Natural language region descriptions

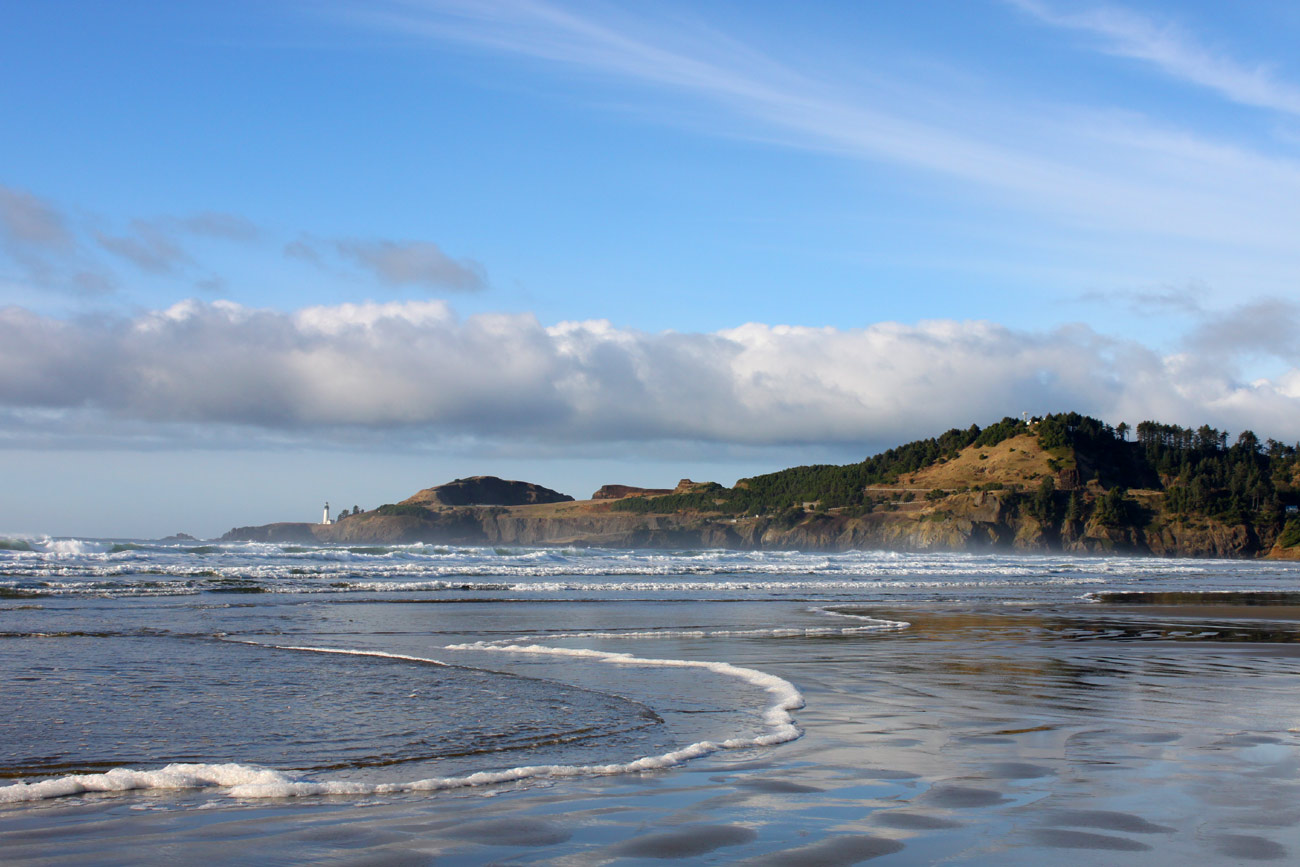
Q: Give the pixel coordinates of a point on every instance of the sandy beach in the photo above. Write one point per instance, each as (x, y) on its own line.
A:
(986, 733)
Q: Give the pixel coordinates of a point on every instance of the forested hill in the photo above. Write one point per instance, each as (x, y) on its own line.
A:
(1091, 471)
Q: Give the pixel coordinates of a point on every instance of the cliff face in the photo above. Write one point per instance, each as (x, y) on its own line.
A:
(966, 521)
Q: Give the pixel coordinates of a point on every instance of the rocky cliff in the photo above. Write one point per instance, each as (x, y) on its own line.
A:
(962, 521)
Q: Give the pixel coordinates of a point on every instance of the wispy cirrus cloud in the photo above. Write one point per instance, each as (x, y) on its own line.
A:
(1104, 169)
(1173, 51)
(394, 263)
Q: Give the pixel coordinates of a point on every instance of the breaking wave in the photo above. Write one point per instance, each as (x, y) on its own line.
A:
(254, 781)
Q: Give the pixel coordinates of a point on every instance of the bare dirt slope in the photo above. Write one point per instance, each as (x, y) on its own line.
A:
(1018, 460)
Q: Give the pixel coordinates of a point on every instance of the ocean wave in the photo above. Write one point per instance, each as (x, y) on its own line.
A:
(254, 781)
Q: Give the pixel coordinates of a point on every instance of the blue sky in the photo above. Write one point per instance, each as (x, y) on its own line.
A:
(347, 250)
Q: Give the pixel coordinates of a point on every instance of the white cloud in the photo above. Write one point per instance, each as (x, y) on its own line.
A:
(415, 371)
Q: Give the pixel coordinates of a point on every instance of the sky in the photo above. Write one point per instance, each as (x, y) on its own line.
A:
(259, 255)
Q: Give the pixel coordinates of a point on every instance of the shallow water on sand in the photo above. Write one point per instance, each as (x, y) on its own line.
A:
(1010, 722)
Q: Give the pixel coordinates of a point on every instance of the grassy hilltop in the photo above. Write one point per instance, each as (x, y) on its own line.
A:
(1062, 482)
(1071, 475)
---
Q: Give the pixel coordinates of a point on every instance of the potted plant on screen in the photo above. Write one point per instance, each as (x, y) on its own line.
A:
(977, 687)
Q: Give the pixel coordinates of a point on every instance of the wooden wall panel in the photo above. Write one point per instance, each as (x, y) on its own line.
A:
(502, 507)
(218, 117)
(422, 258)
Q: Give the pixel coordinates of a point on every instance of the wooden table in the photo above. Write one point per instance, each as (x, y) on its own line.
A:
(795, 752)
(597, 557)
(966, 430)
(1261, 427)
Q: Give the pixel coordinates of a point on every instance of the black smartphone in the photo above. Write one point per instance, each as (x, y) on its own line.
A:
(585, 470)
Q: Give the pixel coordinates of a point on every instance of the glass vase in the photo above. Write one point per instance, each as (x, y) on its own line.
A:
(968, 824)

▶ **Instructions to follow**: For the records above, state how many lines contain "cloud", and nothing more.

▶ **The answer**: 2